## Task objective
Emit a verbatim copy of the lines below from the line with "Mark the tree bark with a point." through the line with "Mark the small white flower with a point.", excluding pictures and everything outside that range.

## Data extracts
%%
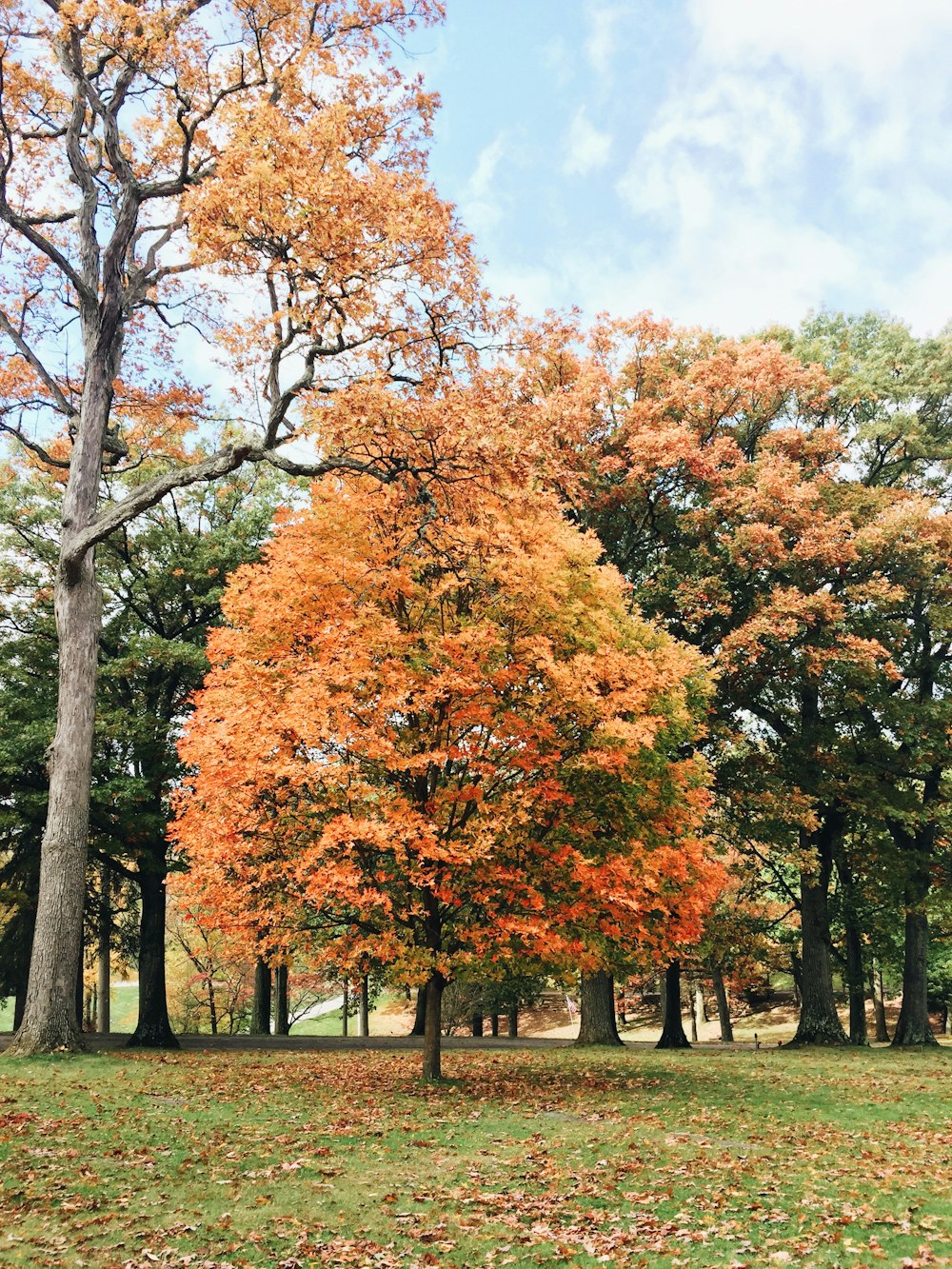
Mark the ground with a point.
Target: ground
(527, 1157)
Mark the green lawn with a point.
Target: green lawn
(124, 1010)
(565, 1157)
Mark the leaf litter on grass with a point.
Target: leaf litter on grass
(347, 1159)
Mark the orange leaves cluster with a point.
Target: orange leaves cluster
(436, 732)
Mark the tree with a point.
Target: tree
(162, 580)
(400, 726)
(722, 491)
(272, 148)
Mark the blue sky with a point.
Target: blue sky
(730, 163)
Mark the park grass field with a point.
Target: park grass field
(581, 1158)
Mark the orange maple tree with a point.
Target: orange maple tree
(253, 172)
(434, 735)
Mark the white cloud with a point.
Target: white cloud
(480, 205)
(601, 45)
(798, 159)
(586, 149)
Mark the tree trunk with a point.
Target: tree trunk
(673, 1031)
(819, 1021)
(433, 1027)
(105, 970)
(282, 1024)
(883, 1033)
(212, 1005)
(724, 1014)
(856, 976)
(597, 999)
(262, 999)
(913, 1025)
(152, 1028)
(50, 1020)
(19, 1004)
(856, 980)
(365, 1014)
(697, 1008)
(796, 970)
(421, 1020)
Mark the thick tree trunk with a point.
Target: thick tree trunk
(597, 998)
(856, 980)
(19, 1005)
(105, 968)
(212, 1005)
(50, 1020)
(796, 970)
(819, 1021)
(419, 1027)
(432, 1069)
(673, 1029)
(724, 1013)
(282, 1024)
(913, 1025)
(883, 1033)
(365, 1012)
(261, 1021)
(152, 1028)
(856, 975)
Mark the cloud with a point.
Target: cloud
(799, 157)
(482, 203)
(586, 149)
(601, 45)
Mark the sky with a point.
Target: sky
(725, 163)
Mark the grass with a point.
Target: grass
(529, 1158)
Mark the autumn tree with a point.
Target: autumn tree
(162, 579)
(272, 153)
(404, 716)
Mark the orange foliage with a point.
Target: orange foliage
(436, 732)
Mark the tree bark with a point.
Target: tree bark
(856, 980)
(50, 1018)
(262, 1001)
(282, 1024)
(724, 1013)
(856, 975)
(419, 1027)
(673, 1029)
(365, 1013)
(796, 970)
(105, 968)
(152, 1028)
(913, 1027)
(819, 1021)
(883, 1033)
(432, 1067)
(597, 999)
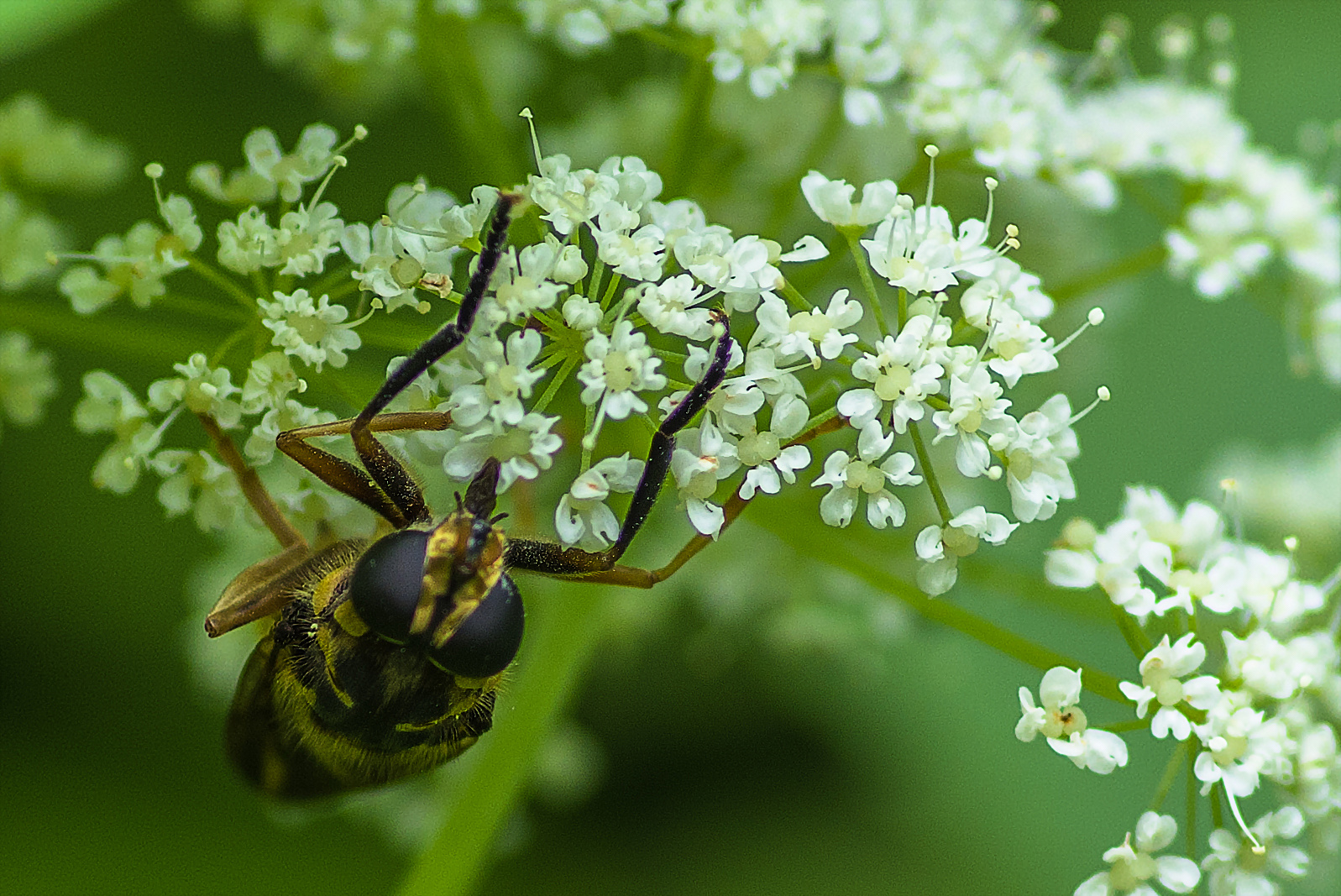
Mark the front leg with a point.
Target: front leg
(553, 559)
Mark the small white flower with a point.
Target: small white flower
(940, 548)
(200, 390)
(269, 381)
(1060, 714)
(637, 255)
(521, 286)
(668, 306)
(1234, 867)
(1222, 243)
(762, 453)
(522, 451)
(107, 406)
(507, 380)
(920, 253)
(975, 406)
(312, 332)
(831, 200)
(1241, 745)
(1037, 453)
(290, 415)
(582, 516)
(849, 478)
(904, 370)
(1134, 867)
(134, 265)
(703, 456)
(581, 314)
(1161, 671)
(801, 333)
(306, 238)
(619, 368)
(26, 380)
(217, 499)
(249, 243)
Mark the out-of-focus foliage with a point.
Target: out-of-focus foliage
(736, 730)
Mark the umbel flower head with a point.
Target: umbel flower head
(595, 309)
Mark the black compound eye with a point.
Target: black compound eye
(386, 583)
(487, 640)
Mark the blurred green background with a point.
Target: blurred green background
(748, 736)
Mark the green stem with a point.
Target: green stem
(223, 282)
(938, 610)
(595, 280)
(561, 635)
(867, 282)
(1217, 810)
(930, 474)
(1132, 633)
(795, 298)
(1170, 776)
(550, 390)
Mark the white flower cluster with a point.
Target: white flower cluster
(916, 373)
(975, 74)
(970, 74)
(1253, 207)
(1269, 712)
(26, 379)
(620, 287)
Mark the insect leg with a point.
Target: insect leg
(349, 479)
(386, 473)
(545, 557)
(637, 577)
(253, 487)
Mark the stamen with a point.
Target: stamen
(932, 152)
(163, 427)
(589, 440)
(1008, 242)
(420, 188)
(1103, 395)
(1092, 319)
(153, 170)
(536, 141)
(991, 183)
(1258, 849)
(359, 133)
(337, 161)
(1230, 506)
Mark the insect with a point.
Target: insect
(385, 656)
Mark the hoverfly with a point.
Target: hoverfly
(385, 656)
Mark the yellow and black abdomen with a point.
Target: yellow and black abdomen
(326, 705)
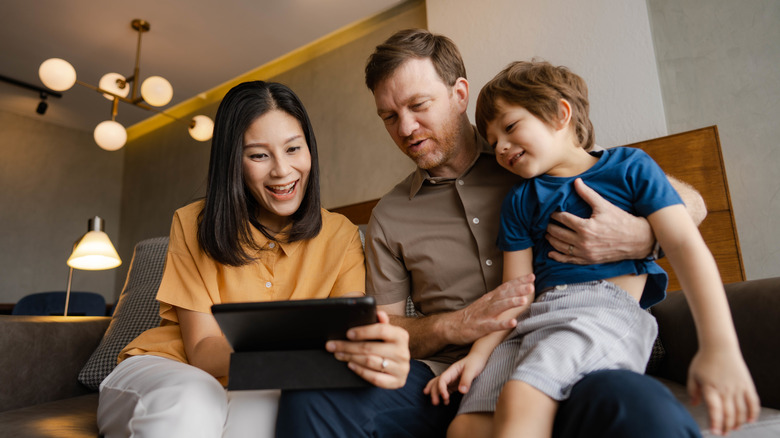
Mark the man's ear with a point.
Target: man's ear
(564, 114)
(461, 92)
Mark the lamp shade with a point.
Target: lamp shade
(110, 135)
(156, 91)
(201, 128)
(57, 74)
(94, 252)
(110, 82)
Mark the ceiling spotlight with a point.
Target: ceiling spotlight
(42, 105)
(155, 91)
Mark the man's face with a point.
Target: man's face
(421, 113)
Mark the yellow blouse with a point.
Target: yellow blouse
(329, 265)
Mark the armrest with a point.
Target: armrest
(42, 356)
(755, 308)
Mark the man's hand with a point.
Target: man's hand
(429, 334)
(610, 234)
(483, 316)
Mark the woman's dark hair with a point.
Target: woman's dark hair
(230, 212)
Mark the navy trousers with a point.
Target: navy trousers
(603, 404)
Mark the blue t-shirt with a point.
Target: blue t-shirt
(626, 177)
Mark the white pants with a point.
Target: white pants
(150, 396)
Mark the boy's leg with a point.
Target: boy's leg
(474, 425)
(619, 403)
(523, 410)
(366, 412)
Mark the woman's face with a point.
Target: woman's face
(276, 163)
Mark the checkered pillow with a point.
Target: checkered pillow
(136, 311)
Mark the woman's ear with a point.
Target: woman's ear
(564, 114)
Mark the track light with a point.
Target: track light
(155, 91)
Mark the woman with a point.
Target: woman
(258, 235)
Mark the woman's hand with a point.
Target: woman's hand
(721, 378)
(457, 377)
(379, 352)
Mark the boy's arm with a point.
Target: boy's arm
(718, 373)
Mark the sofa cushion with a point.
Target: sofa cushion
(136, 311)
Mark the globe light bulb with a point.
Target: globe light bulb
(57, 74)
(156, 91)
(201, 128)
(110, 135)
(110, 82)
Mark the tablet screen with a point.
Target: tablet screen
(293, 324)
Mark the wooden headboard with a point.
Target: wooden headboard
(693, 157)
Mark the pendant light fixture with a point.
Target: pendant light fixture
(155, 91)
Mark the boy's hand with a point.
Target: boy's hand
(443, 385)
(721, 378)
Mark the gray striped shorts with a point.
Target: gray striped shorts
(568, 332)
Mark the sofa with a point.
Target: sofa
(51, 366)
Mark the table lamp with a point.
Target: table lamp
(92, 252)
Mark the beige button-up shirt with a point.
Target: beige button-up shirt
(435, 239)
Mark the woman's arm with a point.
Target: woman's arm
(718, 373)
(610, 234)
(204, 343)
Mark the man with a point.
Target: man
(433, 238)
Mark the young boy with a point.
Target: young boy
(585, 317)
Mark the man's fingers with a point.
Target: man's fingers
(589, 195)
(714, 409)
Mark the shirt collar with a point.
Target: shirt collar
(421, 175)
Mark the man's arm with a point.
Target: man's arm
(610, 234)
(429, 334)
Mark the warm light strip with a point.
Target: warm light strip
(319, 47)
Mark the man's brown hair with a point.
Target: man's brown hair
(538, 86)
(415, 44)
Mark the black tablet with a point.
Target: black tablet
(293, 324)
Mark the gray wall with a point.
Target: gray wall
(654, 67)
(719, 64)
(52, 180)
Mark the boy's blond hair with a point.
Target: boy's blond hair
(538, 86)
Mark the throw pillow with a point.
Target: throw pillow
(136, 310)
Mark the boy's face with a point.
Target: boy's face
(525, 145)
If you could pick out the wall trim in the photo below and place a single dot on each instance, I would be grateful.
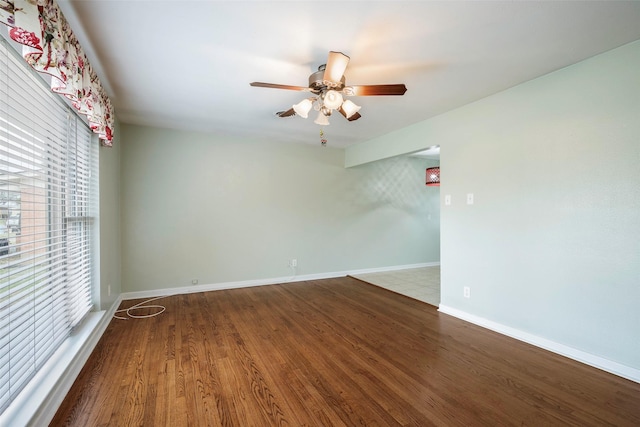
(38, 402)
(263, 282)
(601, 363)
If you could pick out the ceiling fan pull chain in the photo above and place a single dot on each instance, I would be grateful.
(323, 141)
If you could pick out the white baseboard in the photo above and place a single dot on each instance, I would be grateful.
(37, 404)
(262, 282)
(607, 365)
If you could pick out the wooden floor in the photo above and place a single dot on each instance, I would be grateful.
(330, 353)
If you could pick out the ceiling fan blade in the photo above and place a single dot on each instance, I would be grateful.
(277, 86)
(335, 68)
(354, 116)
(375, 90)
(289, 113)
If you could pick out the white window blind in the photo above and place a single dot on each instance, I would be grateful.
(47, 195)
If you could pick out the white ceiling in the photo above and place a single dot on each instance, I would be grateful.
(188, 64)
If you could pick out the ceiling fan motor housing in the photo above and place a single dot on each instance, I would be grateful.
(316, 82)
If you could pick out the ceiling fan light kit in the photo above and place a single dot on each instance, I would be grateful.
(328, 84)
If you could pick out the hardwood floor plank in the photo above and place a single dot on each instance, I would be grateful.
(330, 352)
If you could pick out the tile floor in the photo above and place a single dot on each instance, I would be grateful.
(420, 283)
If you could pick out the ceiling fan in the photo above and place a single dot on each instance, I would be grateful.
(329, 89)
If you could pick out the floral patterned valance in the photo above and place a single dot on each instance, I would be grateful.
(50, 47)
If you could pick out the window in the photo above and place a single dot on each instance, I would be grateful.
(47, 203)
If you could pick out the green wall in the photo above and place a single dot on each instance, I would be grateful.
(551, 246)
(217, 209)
%%
## Output of the exercise
Mark the tree bark with a point.
Target: tree bark
(856, 980)
(50, 1018)
(262, 1001)
(282, 1024)
(724, 1013)
(856, 975)
(419, 1027)
(673, 1029)
(365, 1013)
(796, 970)
(105, 968)
(152, 1028)
(913, 1027)
(819, 1021)
(883, 1033)
(432, 1067)
(597, 999)
Mark the front leg with a point.
Target: front leg
(553, 559)
Mark the small white flower with a point.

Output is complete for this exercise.